## What is being asked
Retype, without alteration, the portion of the forum post on Spark checkpointing starting at "11-12-2018 04:17 AM" and ending at "df2 = sqlContext.createDataFrame(df1.rdd, df1.schema)".

## Selected extract
11-12-2018 04:17 AM
In Spark >= 2.0, the following statement should be correct:
df2_DF = df1_DF.checkpoint()
But of course if I try to perform checkpointing on a dataframe in Spark 1.6, I get the following exception, as checkpointing wasn't yet implemented:
AttributeError: 'DataFrame' object has no attribute 'checkpoint'
Is there a quick way to implement this in Spark 1.6.0 using a workaround?
What I've tried until now is (similar to what I saw in a post on Stack Overflow) the following approach, using an intermediate rdd conversion for the original Dataframe df1:
... sc.setCheckpointDir("hdfs:///tmp") ... df1 = sqlContext.table("<TABLE_NAME>") ... df1.rdd.checkpoint() df1.rdd.count df2 = sqlContext.createDataFrame(df1.rdd, df1.schema)
But I'd like to ask if:
- Everybody else is using this approach? Can you pls give feedback if you do?
- If there is a different, better approach? What I'm doing in reality is looping over a Dataframe and it gets "heavier" at each loop
- If the above is the only option, does it make sense if in the last statement I directly reassign the "should-now-be-checkpointed-rdd" to the original Dataframe? Something like:
df1 = sqlContext.createDataFrame(df1.rdd, df1.schema)
- Any other observations/comments?
Thanks in advance for any insight or help

## Given information
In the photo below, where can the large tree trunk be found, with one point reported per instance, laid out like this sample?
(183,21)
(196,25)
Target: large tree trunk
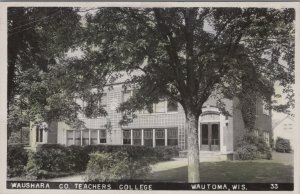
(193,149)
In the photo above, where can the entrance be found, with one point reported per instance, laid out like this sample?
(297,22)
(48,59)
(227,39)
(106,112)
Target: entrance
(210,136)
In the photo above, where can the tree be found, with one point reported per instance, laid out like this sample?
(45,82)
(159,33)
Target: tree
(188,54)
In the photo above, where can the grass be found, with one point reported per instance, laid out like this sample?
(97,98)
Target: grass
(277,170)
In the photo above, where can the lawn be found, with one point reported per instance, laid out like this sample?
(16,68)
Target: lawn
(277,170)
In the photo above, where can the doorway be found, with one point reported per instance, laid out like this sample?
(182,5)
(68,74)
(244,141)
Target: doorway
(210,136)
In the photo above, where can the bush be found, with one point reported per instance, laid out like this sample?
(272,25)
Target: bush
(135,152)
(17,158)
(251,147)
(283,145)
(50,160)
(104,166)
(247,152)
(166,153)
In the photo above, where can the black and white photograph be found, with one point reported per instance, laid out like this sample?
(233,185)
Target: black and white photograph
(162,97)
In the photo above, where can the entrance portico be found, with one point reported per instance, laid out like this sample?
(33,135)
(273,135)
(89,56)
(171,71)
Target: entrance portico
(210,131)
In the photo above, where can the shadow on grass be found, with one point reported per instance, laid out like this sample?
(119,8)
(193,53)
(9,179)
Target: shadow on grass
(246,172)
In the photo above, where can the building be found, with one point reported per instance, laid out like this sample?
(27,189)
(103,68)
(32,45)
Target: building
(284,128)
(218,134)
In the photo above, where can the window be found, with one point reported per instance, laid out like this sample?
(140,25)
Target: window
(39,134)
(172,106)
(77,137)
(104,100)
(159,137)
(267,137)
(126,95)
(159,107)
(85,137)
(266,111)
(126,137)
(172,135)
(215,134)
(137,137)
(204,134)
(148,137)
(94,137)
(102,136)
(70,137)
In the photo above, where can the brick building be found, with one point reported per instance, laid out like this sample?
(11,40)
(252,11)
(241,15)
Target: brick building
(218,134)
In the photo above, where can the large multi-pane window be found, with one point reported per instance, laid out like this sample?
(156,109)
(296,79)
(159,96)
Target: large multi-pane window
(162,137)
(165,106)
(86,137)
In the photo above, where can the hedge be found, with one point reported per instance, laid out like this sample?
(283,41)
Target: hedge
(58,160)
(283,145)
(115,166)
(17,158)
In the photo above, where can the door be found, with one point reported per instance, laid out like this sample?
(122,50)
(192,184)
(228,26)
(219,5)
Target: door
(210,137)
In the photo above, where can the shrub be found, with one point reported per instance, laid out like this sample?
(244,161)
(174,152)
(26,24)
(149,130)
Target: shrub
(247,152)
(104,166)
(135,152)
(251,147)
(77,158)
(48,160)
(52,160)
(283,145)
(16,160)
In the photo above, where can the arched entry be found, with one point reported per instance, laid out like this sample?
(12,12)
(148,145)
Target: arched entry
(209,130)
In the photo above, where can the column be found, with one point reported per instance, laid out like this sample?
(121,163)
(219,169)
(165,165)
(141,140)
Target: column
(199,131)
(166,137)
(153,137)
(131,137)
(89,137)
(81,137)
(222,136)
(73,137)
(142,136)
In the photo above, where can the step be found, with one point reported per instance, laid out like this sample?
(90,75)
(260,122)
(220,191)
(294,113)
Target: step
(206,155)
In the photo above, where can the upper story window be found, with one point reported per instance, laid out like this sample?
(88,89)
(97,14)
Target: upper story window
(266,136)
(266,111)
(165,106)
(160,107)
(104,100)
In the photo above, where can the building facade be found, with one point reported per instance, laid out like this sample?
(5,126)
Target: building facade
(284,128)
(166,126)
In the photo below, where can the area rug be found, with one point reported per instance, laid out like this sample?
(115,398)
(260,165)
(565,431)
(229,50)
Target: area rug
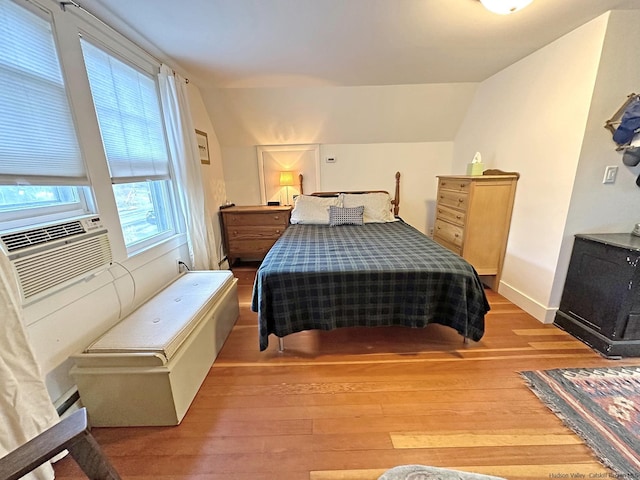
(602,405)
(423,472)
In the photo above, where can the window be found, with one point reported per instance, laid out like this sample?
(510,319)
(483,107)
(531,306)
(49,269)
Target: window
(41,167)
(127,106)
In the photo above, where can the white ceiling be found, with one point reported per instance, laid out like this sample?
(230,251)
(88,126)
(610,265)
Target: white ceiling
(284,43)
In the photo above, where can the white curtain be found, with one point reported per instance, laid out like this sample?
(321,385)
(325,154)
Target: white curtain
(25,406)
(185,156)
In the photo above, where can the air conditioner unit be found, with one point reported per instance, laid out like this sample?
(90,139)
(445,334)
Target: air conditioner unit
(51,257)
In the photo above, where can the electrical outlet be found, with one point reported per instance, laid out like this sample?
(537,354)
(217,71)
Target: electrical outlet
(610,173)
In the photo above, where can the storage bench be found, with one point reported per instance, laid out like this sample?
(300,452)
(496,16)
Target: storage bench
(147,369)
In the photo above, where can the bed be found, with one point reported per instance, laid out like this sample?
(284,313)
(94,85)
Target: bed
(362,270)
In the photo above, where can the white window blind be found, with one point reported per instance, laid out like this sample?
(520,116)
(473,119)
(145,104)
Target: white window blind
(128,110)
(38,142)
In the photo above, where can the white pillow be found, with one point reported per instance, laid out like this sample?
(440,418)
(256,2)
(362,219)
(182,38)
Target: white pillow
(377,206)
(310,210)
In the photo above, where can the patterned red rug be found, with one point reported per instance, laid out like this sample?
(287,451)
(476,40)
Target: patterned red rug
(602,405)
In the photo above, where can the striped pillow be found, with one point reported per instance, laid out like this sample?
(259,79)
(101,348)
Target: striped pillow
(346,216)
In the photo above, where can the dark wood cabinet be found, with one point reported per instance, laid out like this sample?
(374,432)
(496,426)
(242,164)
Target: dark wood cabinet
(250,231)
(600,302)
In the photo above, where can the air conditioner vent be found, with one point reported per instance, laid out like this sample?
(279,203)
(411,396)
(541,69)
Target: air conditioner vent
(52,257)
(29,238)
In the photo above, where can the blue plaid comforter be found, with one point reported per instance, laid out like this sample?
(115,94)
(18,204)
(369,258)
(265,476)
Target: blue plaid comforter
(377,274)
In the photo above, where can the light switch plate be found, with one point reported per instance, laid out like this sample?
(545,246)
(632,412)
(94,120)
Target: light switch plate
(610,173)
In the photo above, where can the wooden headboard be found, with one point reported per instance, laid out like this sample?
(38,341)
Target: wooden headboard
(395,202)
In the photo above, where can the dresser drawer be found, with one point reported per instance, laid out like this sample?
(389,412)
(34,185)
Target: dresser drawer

==

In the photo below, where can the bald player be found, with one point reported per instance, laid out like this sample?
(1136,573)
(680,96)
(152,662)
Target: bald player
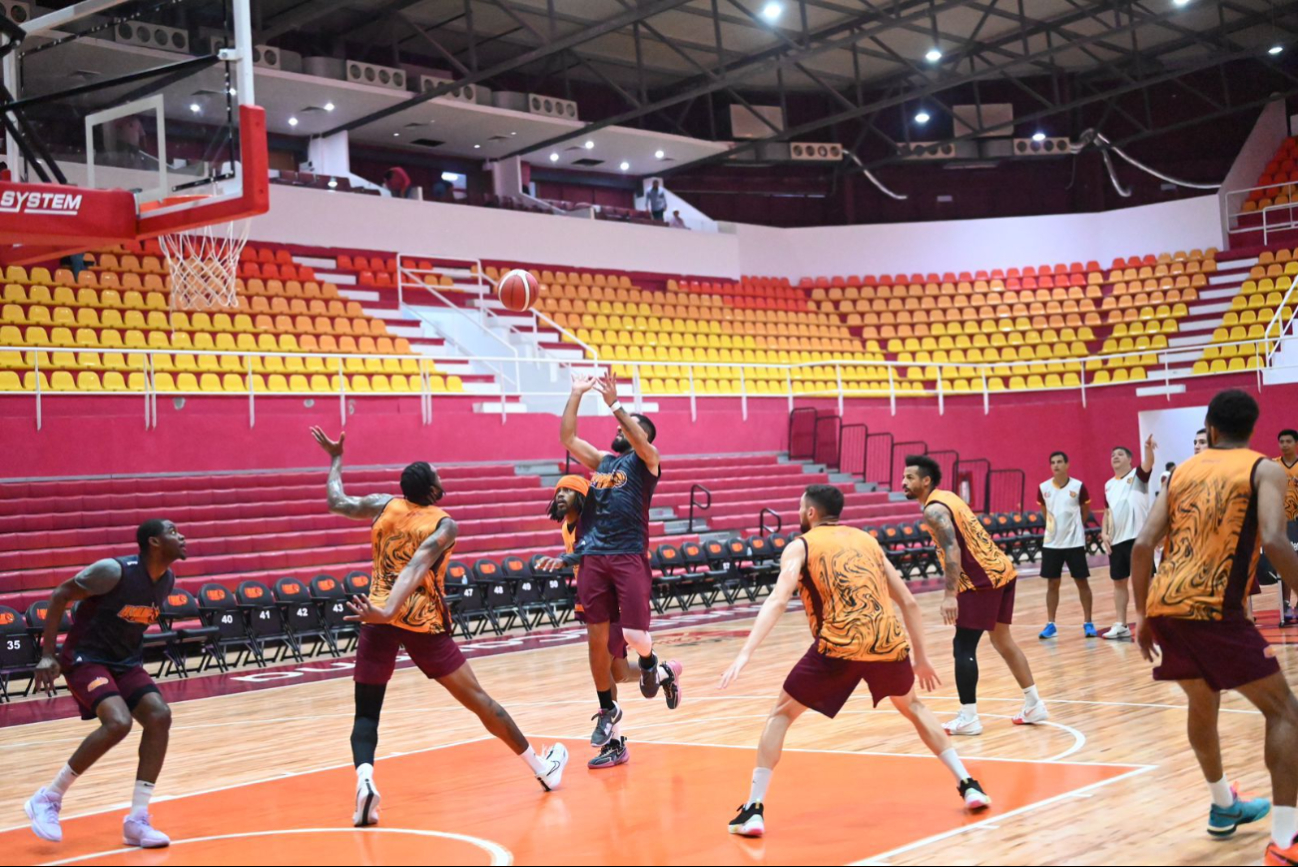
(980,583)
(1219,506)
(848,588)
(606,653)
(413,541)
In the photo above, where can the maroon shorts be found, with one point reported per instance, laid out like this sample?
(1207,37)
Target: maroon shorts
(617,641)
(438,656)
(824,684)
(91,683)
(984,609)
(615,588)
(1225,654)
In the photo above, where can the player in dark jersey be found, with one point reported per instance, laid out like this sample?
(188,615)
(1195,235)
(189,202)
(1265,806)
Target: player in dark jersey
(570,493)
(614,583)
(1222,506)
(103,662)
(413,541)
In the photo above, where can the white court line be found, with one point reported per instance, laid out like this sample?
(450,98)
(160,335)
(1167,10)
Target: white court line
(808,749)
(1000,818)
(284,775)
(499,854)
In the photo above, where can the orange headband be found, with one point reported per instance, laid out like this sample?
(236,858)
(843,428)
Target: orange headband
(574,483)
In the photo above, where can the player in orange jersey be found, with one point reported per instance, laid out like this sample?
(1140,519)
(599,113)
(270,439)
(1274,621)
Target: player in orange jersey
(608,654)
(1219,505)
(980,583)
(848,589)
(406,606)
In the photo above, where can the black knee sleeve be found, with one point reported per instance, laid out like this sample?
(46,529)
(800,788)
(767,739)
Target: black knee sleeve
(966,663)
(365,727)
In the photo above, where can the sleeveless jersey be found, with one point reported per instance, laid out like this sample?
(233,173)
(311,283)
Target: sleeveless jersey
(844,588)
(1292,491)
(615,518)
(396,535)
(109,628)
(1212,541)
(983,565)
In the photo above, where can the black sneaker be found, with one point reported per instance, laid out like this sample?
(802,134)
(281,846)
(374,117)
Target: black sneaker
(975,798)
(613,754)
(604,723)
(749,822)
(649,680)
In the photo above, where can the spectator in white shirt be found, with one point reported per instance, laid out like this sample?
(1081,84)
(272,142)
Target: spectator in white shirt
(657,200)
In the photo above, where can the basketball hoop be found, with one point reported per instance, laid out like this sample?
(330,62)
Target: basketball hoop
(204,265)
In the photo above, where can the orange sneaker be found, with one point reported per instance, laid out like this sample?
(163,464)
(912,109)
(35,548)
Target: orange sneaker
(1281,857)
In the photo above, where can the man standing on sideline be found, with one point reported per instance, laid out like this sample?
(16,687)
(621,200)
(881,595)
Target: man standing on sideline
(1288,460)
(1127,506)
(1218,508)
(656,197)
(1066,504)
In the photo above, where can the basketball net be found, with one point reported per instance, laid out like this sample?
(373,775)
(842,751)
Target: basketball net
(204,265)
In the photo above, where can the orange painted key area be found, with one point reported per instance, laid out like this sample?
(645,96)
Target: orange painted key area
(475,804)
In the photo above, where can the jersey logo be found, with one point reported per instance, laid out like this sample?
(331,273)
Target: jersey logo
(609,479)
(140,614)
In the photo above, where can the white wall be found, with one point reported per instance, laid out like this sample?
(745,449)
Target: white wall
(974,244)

* * *

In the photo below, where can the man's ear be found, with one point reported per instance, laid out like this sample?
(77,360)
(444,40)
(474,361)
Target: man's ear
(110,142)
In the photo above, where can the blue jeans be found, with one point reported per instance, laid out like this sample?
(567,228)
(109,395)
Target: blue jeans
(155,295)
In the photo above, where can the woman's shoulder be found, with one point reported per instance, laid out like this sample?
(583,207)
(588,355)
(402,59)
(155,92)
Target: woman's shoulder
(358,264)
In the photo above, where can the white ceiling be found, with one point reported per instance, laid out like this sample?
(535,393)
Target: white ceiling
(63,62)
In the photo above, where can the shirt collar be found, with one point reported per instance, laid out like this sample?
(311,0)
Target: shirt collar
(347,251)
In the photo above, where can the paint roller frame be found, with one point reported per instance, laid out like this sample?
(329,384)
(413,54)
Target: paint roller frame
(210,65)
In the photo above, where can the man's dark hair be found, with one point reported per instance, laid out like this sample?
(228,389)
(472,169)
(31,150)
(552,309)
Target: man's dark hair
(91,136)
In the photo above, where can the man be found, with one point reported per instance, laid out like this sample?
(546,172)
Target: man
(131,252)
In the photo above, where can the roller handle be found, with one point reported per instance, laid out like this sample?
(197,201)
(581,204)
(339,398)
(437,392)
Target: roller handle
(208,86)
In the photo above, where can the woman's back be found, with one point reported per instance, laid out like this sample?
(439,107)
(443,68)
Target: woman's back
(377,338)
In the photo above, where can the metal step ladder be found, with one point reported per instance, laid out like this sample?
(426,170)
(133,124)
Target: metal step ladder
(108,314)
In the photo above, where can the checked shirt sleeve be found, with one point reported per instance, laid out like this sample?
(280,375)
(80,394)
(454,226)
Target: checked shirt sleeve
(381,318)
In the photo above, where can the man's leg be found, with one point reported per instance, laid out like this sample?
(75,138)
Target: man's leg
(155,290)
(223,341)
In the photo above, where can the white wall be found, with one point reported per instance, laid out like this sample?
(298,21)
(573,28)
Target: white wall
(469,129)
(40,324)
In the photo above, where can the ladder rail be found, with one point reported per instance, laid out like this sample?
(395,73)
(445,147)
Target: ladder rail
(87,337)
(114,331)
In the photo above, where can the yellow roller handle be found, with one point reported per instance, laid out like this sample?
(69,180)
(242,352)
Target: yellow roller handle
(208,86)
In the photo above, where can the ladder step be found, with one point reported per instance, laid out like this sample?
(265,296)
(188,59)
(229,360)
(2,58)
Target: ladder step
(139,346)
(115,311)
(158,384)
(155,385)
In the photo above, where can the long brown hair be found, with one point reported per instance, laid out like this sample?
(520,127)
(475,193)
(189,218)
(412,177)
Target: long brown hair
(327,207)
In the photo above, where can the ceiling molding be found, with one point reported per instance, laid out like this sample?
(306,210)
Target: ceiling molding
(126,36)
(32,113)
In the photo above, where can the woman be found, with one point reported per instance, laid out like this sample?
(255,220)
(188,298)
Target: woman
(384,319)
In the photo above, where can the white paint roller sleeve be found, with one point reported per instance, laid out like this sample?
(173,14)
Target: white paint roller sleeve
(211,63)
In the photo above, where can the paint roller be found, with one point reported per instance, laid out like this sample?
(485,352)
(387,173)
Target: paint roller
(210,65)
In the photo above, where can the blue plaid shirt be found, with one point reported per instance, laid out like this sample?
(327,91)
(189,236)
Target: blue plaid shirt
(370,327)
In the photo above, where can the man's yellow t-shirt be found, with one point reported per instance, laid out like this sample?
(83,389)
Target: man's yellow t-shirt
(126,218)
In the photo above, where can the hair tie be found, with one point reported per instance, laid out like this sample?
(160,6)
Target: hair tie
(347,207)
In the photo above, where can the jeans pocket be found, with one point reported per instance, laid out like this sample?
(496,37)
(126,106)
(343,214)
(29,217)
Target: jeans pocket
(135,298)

## Task answer
11-12-2018 04:17 AM
In Spark >= 2.0, the following statement should be correct:
df2_DF = df1_DF.checkpoint()
But of course if I try to perform checkpointing on a dataframe in Spark 1.6, I get the following exception, as checkpointing wasn't yet implemented:
AttributeError: 'DataFrame' object has no attribute 'checkpoint'
Is there a quick way to implement this in Spark 1.6.0 using a workaround?
What I've tried until now is (similar to what I saw in a post on Stack Overflow) the following approach, using an intermediate rdd conversion for the original Dataframe df1:
... sc.setCheckpointDir("hdfs:///tmp") ... df1 = sqlContext.table("<TABLE_NAME>") ... df1.rdd.checkpoint() df1.rdd.count df2 = sqlContext.createDataFrame(df1.rdd, df1.schema)